> [Bereitgestellter Text]:
-----
PRESS-SCHLAG
: Schafft Länderspiele ab!

Das Fußball-Länderspiel in Wales wurde einmal mehr zum Ort nationalistischer Auseinandersetzungen  ■ Aus Brüssel Chr. Biermann

Der Herr in Grün war genervt. Jetzt stand er mit seinen Kollegen nachts um eins auf der Autobahn, fror bitterlich und hatte ein Organisationsproblem: „In den Bus kann ich keine vier Mann stellen, das gibt Probleme“, grummelte er ins Funkgerät und beantwortete erst dann die Frage: „Was los ist? Es war Länderspiel. Diese Männer haben uns gebeten, daß wir sie zum Hauptbahnhof nach Aachen bringen.“ Dann kletterte er wieder in seinen Polizeiwagen, während der Grund seiner Sorgen über den Parkplatz am Grenzbübergang Aachen-Lichtenbusch stromerte. Drei Busladungen mit deutschen Hooligans, die in Brüssel von der belgischen Polizei verhaftet worden waren.

Diese noch eher komische Szene war der passende Abschluß eines Spiels, bei dem sich das Geschehen auf dem Rasen kaum richtig in den Vordergrund zu spielen vermochte. Zu aufdringlich waren die Widersprüche drumherum. Über tausend Beamte hatte die belgische Polizei zum Länderspiel in Brüssel eingesetzt. Besonders massiv war ihre Präsenz um das Stadion Vanden-Stock in Anderlecht. Wasserwerfer, gepanzerte Fahrzeuge, martialisch bewaffnete Kampftruppen mit Helm und Schild, berittene Polizei in allen Straßen und keine 50 Meter ohne eine erneute Kartenkontrolle.
-----
> [Gespeicherte Daten]:

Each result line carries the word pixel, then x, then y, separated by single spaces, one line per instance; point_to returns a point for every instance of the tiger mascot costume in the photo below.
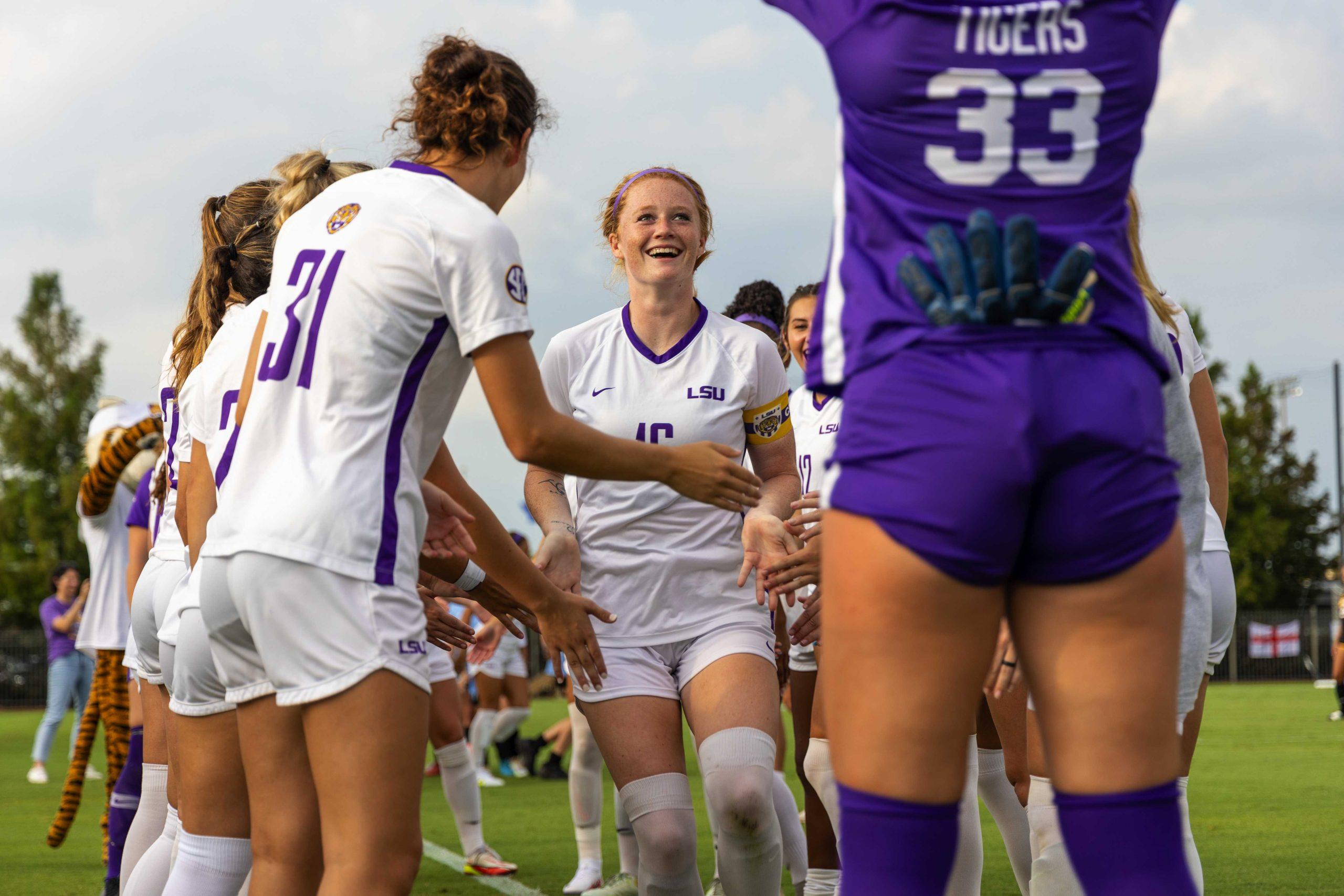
-----
Wiederhole aus dem bereitgestellten Text wortgetreu den Abschnitt, der mit „Das Fußball-Länderspiel in“ anfängt und bis einschließlich „verhaftet worden waren.“ reicht.

> [Antwort]:
Das Fußball-Länderspiel in Wales wurde einmal mehr zum Ort nationalistischer Auseinandersetzungen  ■ Aus Brüssel Chr. Biermann

Der Herr in Grün war genervt. Jetzt stand er mit seinen Kollegen nachts um eins auf der Autobahn, fror bitterlich und hatte ein Organisationsproblem: „In den Bus kann ich keine vier Mann stellen, das gibt Probleme“, grummelte er ins Funkgerät und beantwortete erst dann die Frage: „Was los ist? Es war Länderspiel. Diese Männer haben uns gebeten, daß wir sie zum Hauptbahnhof nach Aachen bringen.“ Dann kletterte er wieder in seinen Polizeiwagen, während der Grund seiner Sorgen über den Parkplatz am Grenzbübergang Aachen-Lichtenbusch stromerte. Drei Busladungen mit deutschen Hooligans, die in Brüssel von der belgischen Polizei verhaftet worden waren.